- Provided entries
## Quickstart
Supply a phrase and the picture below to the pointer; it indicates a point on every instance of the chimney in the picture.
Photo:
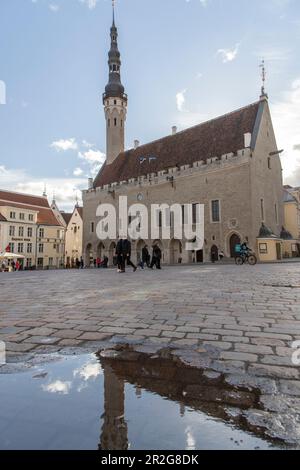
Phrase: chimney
(90, 183)
(247, 139)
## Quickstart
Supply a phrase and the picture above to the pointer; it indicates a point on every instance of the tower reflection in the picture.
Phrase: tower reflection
(114, 430)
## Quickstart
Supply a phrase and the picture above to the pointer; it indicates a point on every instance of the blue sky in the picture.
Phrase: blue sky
(183, 62)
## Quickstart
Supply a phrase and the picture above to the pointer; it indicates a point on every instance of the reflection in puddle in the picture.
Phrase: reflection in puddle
(132, 401)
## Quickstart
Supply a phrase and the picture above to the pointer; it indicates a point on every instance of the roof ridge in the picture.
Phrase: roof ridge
(22, 194)
(222, 116)
(24, 204)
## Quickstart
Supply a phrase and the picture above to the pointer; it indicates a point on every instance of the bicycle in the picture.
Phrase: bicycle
(246, 257)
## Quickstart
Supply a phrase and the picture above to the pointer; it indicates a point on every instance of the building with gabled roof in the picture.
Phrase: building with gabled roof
(74, 236)
(229, 164)
(29, 227)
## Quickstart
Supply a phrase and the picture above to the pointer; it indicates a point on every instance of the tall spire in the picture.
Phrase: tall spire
(114, 88)
(264, 95)
(114, 99)
(113, 1)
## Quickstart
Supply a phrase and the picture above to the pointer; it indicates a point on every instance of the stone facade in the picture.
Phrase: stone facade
(248, 186)
(30, 228)
(229, 165)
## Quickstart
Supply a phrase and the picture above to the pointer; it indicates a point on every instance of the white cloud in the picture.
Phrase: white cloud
(78, 172)
(180, 99)
(88, 371)
(58, 387)
(92, 156)
(91, 4)
(286, 119)
(65, 189)
(53, 7)
(228, 55)
(64, 144)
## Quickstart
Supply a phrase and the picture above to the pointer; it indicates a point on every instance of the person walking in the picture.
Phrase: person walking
(120, 256)
(127, 254)
(145, 259)
(145, 256)
(156, 257)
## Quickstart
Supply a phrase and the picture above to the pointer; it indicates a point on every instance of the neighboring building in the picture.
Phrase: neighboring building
(291, 230)
(58, 214)
(74, 236)
(230, 164)
(29, 227)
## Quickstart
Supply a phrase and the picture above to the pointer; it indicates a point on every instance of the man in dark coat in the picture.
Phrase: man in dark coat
(145, 257)
(127, 253)
(123, 252)
(156, 257)
(120, 257)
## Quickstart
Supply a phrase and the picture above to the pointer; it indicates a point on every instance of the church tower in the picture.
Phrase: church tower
(115, 101)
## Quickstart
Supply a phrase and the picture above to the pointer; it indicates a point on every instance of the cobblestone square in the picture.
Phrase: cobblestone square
(237, 322)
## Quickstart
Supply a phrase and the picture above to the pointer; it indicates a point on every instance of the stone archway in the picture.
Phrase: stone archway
(175, 251)
(234, 240)
(89, 255)
(111, 253)
(139, 246)
(214, 254)
(100, 250)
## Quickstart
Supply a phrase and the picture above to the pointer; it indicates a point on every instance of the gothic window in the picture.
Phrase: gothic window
(262, 210)
(215, 211)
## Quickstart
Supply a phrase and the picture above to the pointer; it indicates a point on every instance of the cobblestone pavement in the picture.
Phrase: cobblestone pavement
(247, 317)
(237, 323)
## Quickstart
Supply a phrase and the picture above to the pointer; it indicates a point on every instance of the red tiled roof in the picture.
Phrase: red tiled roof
(37, 204)
(80, 211)
(66, 216)
(211, 139)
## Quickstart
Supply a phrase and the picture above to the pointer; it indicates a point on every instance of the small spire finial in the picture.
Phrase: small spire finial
(263, 77)
(113, 3)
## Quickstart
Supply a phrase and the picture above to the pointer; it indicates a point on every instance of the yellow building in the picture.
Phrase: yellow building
(74, 235)
(28, 227)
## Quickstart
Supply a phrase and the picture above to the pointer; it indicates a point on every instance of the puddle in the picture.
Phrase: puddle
(126, 400)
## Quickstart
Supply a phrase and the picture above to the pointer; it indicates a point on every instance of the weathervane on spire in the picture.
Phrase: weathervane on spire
(263, 76)
(114, 3)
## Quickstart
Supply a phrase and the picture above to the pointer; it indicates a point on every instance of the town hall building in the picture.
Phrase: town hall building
(230, 164)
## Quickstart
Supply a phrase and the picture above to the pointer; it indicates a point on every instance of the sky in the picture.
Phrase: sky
(183, 62)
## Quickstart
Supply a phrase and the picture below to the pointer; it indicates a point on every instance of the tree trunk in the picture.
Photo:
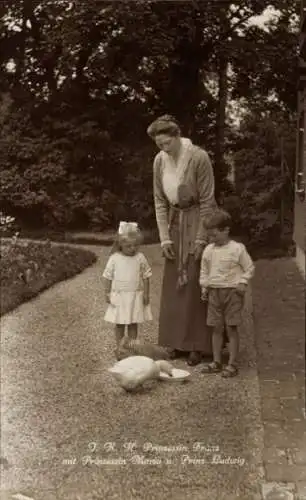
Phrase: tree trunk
(221, 114)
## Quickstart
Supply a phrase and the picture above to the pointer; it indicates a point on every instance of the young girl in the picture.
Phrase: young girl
(127, 285)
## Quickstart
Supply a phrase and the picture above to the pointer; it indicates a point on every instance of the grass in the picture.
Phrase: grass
(28, 268)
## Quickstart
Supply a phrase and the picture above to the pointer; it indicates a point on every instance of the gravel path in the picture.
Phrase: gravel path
(64, 420)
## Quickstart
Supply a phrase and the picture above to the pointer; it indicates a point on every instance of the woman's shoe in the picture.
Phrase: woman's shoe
(173, 354)
(213, 367)
(194, 358)
(229, 371)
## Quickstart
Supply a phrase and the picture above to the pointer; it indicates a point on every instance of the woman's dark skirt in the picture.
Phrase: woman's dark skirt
(182, 321)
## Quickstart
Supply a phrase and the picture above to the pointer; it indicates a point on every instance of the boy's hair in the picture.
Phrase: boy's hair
(135, 235)
(218, 220)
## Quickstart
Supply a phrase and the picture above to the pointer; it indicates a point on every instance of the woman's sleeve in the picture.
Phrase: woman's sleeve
(206, 190)
(109, 269)
(160, 203)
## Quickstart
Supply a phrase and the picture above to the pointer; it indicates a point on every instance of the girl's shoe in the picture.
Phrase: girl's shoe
(229, 371)
(213, 367)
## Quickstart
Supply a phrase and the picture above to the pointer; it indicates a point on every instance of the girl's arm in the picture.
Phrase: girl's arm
(108, 276)
(146, 273)
(146, 291)
(107, 289)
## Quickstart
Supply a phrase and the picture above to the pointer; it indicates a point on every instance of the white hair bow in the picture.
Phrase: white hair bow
(125, 227)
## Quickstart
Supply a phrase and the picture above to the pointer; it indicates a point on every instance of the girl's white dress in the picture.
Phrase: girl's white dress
(126, 298)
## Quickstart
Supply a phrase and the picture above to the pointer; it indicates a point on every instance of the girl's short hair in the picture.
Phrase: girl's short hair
(135, 235)
(165, 124)
(218, 220)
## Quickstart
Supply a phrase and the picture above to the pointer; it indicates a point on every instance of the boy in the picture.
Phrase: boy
(226, 269)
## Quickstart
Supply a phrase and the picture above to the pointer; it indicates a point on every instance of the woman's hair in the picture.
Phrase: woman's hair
(165, 124)
(135, 235)
(218, 220)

- Written problem
Repeat the material above in full and unchanged, minus its images.

- Response
## Quickstart
Supply a phrase and the picture below to the pointer; it indicates a point on every instance of the chimney in the picture.
Photo:
Phrase: chimney
(90, 183)
(247, 139)
## Quickstart
Supply a phrase and the picture above to the pointer; it indicates a point on every instance of the tower reflection in the picture.
Phrase: tower reflection
(114, 430)
## Quickstart
Supply a phrase and the picture above to the pointer; it indicates a point on every instance of the blue sky in the picture.
Phrase: blue sky
(183, 62)
## Quickstart
Supply a phrase and the picture above to the pointer; it indicates a point on every instance of the reflection in puddle in the picture.
Phrase: reflection in puddle
(132, 401)
## Quickstart
Supply a phrase and the picture above to the pointer; it indicates a point on every instance of the roof ridge in the picture.
Phrase: roof ridge
(22, 194)
(222, 116)
(24, 204)
## Quickstart
Supply a phrase and the picture above to the pointer; it indicates a point on every instance of the bicycle in the picture.
Phrase: bicycle
(246, 257)
## Quickstart
Supply a phrase and the picture above to the pointer; it indicates a point on every instance of the building with gabled roof in the picture.
Phrase: building with gabled roof
(74, 236)
(229, 164)
(29, 227)
## Quickstart
Supply a phrase and the picture above to the pointer; it indicates a point on every instance of the tall spire in the picture.
Phrase: tall spire
(114, 88)
(264, 95)
(114, 99)
(113, 1)
## Quickstart
Supply a phrase and the picture above to the pointer; it indicates a point on every instance of the stone facade in the picture.
Phrase: stone facade
(248, 186)
(30, 228)
(229, 165)
## Quickstart
Supply a phrase and the picture above to the pointer; it indicates a point on every instance of the white cloud in the picture.
Phrase: white cloud
(78, 172)
(180, 99)
(88, 371)
(58, 387)
(92, 156)
(91, 4)
(286, 119)
(65, 189)
(53, 7)
(228, 55)
(64, 144)
## Quickstart
Supply a phrase and the picture above to the pointer; it indicates a point on every instance of the person walking in the picture.
Phrase: person walking
(120, 256)
(127, 254)
(145, 259)
(145, 256)
(156, 257)
## Quickstart
Supply a phrase and the picture above to the pointer; it indicates a point on every instance of the neighboring building in the picture.
Phrase: neighboring building
(291, 230)
(58, 214)
(74, 236)
(230, 164)
(29, 227)
## Quickstart
Supply a phrase and the picture above to the pointer; it indicates a point on every instance of the man in dark coat in the picture.
Phrase: man in dark coat
(145, 257)
(127, 253)
(123, 252)
(156, 257)
(120, 257)
## Quickstart
Supply a phrase and the picture above to the pointer; it indicates a point on every instance of the church tower in the picture.
Phrase: church tower
(115, 101)
## Quickstart
Supply a phrase and the picture above to the pointer; it indicates a point on every instance of the cobblestone square in the picture.
Phrase: cobblestone square
(237, 322)
## Quickstart
Supply a phrase and the picture above to the pointer; it indicates a point on every instance of the stone archway in the picture.
Phrase: stone archway
(175, 251)
(234, 240)
(89, 255)
(111, 253)
(139, 246)
(214, 254)
(100, 250)
## Quickstart
Supply a phrase and the picture above to the pointer; it indicates a point on every instance of the gothic window in the picture.
Phrase: gothic window
(262, 210)
(215, 211)
## Quickstart
Supply a phrase and the picture above to the pointer; it indicates a point on every instance of the cobblestone pavement in the picture.
Phrase: cobblestone pavement
(247, 317)
(237, 323)
## Quickstart
Supply a phrase and the picture above to the pointer; it indicates a point on every instance of the red tiled roof in the picture.
Phrase: red tiled roof
(37, 204)
(80, 211)
(66, 216)
(211, 139)
## Quickstart
Supply a phrase and the picture above to the pointer; it indicates a point on every instance of the small spire finial in the picture.
Phrase: small spire finial
(263, 77)
(113, 3)
## Quickstart
Supply a phrase and the picture above to the pointer; it indicates a point on every instance of the yellow building in the picture.
Phrase: yellow building
(74, 235)
(28, 227)
## Quickstart
Supply a phrase and the picture above to the pointer; it indicates a point on every instance of the puddle in the picture.
Phrase: puddle
(126, 400)
## Quickstart
Supply a phrase and the picture above to the pointer; it indicates a point on every instance of the weathervane on spire in the picture.
Phrase: weathervane on spire
(263, 76)
(114, 3)
## Quickstart
Supply a phrase and the picture above to the pointer; it indicates a point on every instance of the town hall building in the picture.
Phrase: town hall building
(230, 164)
## Quickstart
Supply a phrase and the picture above to the pointer; it indicates a point on every instance of the sky in the picture.
Phrase: sky
(183, 62)
## Quickstart
Supply a phrase and the picture below to the pointer; it indicates a point on every instance of the tree trunk in the picture.
Photo:
Phrase: tree trunk
(221, 114)
## Quickstart
Supply a phrase and the picture above to the pointer; it indicates a point on every instance of the young girl in the picture.
Phrase: young girl
(127, 285)
## Quickstart
Supply a phrase and the picture above to the pointer; it indicates a point on every instance of the grass in the picture.
Phrase: grass
(28, 268)
## Quickstart
Supply a phrase and the picture above to the pointer; it indicates a point on every instance of the gravel path in the picture.
Phrase: gravel path
(64, 420)
## Quickstart
Supply a phrase and the picture above to the pointer; it indicates a point on every instance of the woman's shoe in the picture.
Phrase: woman's shoe
(173, 354)
(213, 367)
(194, 358)
(229, 371)
## Quickstart
Supply a phrase and the picture above to the pointer; it indicates a point on every instance of the woman's dark skirt in the picture.
Phrase: woman's dark skirt
(182, 321)
## Quickstart
Supply a phrase and the picture above to the pointer; it indicates a point on every instance of the boy's hair in the picture.
Phrase: boy's hair
(135, 235)
(218, 220)
## Quickstart
Supply a phrase and the picture above to the pointer; it indicates a point on every instance of the woman's sleeve in the picture.
Phrase: woman's sleeve
(206, 190)
(109, 269)
(160, 203)
## Quickstart
Supply a phrase and the picture above to the pointer; it indicates a point on every instance of the girl's shoe in the picture.
Phrase: girl's shoe
(229, 371)
(213, 367)
## Quickstart
Supply a phrase and the picture above to the pointer; it indicates a point on every instance of the girl's arm in the picture.
Phrase: girl's arm
(108, 276)
(146, 273)
(146, 291)
(107, 289)
## Quickstart
Supply a phrase and the picture above to the pointer; it indicates a point on every instance of the white hair bow in the picture.
Phrase: white hair bow
(125, 227)
## Quickstart
Supply a phrase and the picture above to the pointer; it indicates a point on every instance of the girl's white dress in the picture.
Phrase: girl's white dress
(126, 298)
## Quickstart
Supply a phrase and the picture above to the pointer; it indicates a point on every instance of the girl's short hair in the picture.
Phrase: girl's short hair
(135, 235)
(165, 124)
(218, 220)
## Quickstart
Supply a phrase and the picture above to the pointer; it indicates a point on every instance of the boy in the picture.
Phrase: boy
(226, 269)
## Quickstart
Supply a phrase and the picture above to the pointer; it indicates a point on every instance of the woman's hair in the picture.
Phrase: woman's hair
(165, 124)
(135, 235)
(218, 220)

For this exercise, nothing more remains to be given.